# [Stated exercise]
Extract the records in full, leaving every picture out.

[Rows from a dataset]
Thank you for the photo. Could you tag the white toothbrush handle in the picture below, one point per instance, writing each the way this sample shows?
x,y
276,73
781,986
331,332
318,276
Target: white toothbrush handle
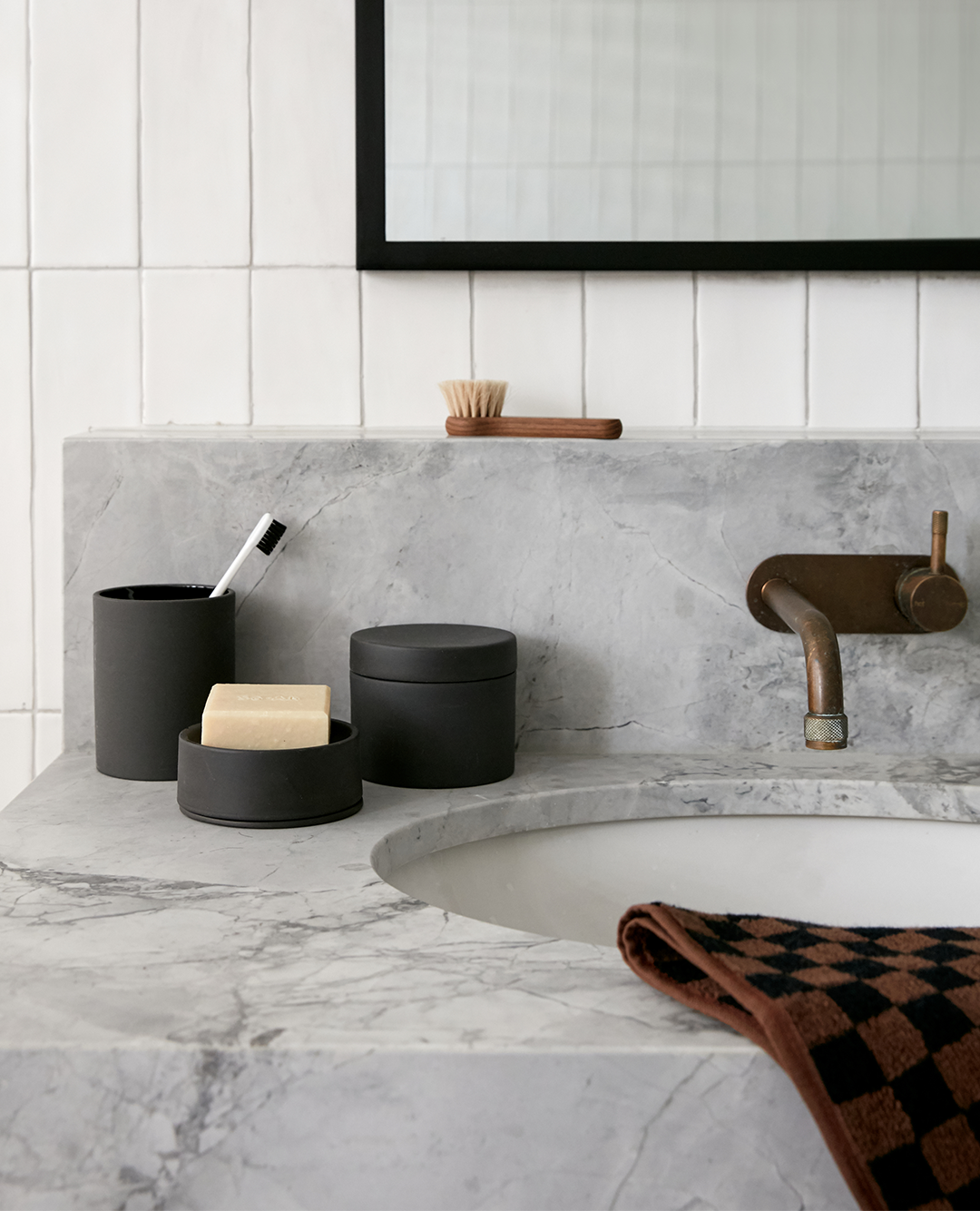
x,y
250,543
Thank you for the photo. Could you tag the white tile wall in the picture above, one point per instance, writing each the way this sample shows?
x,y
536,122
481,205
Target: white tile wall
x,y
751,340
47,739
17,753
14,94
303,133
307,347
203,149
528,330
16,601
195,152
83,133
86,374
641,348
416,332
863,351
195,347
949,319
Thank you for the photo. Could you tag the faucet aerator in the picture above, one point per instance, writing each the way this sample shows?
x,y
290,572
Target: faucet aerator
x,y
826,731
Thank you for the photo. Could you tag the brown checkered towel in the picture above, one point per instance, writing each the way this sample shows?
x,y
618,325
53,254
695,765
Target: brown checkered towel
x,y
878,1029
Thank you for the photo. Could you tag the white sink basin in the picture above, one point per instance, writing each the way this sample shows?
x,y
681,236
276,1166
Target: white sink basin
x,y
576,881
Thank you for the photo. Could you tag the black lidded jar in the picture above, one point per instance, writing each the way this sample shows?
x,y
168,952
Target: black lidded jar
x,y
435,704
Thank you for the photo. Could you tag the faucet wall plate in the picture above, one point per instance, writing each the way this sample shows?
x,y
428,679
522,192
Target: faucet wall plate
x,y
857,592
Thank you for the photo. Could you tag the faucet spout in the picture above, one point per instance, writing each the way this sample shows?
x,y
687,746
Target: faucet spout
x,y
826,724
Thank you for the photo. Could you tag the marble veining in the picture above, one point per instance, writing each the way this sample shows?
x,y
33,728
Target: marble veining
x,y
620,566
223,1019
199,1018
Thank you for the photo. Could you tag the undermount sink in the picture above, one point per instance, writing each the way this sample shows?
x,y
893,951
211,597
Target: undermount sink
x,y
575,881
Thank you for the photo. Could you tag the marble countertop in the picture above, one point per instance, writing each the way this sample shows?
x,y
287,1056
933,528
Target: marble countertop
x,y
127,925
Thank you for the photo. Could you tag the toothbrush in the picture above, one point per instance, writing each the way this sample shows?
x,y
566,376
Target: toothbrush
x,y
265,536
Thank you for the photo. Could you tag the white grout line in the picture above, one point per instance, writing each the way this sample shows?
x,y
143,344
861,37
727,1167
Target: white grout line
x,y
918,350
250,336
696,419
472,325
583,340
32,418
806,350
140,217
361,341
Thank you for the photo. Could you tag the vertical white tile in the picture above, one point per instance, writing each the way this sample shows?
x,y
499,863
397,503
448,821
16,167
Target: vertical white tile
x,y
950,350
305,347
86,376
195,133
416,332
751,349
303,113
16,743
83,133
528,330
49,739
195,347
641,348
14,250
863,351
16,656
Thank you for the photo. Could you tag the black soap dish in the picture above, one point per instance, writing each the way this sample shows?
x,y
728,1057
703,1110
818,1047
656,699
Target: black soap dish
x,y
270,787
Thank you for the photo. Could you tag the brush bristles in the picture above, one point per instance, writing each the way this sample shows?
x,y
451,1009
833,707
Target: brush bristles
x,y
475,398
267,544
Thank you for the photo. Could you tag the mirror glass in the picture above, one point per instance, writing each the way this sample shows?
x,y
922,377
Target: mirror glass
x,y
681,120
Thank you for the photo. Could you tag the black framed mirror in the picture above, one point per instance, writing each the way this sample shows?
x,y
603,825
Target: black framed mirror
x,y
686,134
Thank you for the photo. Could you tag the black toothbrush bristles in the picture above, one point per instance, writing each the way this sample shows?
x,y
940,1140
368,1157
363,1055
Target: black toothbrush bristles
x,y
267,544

# [Reply to the task]
Thank you for the photo. Could you tag the white toothbrush handle in the picture below, one point per instance, writing each the way this sample shows?
x,y
276,73
781,986
331,332
318,276
Target: white toothbrush handle
x,y
250,543
Thank you for the photo. Could you tag the white tile wall in the picture above, one point per instance, writing each the way this sample shows?
x,y
536,122
481,205
Target: white tile wall
x,y
751,340
47,739
17,753
14,94
303,133
307,347
203,149
528,330
16,601
195,152
83,133
86,374
641,348
416,332
863,351
195,347
949,319
Thank you for the photo. Could you tag the faucet aerator in the picture above, one point per instance, writing each the way this sample shows?
x,y
290,572
Target: faucet aerator
x,y
826,731
Thank you for the photo. Could you tag the brown checkered towel in the picture above, one point per instance, writing each the way this sample shows?
x,y
618,325
53,254
695,765
Target: brown checkered towel
x,y
878,1029
Thank you for the photo. Could you tag the white sink basin in the picture above, one point per instance, writing each the way this sample shows?
x,y
681,236
276,1166
Target: white sink basin
x,y
576,881
Thank you for the photo. Could you tag the black lidded jar in the picture above, one point per instance, writing each the way this sample shows?
x,y
168,952
Target: black lidded jar
x,y
435,704
Thank you for the photo. Could you tag the faucet wall plate in the picture above, one point per instance, writing each the way this sample shows?
x,y
428,679
522,192
Target: faucet wall plate
x,y
857,592
Thank you for the photo. Could you tag the faucet spout in the picture above, one point per instance, writing each the way this sample shows?
x,y
687,746
Target: faucet spout
x,y
826,724
Thank you for the photo. Could you tag the marble veining in the picture above, one point per instance, writing each the way this sample shows?
x,y
33,728
Target: marble veining
x,y
620,566
223,1019
199,1018
Thank you for the photo. Could you tag the undermount sink in the picture above, one point per instance, writing each the way this sample shows?
x,y
893,951
211,597
Target: undermount sink
x,y
575,881
Thank you for the photo. Could you tag the marble countertop in the picture above, one point per instance, writing each the way this sample shows?
x,y
287,1056
933,528
Target: marble countertop
x,y
127,925
Thank you for the photo. Could you tag the toothbrush in the picture above, one point per instance, writing each the way this sample shows?
x,y
566,376
Target: toothbrush
x,y
265,536
Thank you for the photo. Could you tag the white grout line in the picture above, one point per instance, writing each the way this sample shows?
x,y
143,344
861,37
727,1167
Target: white grout line
x,y
918,350
250,336
696,419
472,325
583,340
32,418
806,350
140,217
361,341
Thank you for the photo. Could you tag the vertical white tile in the picture above, one point per instance, writing each the way this sample shows?
x,y
499,863
397,503
448,821
16,167
Target: vertical white tile
x,y
950,350
305,347
86,376
195,133
416,332
751,349
303,113
16,743
83,133
528,330
49,739
195,347
641,348
14,250
863,351
16,656
Thank you for the photo. Could you tag the black soap dish in the picture above, one point per instance, writing each the way this sample shows?
x,y
728,1057
703,1110
818,1047
656,699
Target: black soap dish
x,y
270,787
Thank you for the photo. Could you tag the brush bristles in the picture above, one point per instance, writing each the way this sample shows?
x,y
451,1009
833,707
Target: brush bristles
x,y
475,398
267,544
Thank you for the photo. Could you tag the mirror glass in the picture above, one point per instance, writing each the way this sample shows?
x,y
922,377
Target: mirror glass
x,y
681,120
Thank you for the photo. Could you tag the black framed mirror in the picture above, one point per instance, writing each the way this sample shows?
x,y
603,825
Target: black framed mirror
x,y
686,134
Thank you for the photo. Could you tag the black toothbrush bristles in the picture above, one point per instance, writing each the way this sample shows?
x,y
940,1140
368,1157
363,1055
Target: black toothbrush bristles
x,y
267,544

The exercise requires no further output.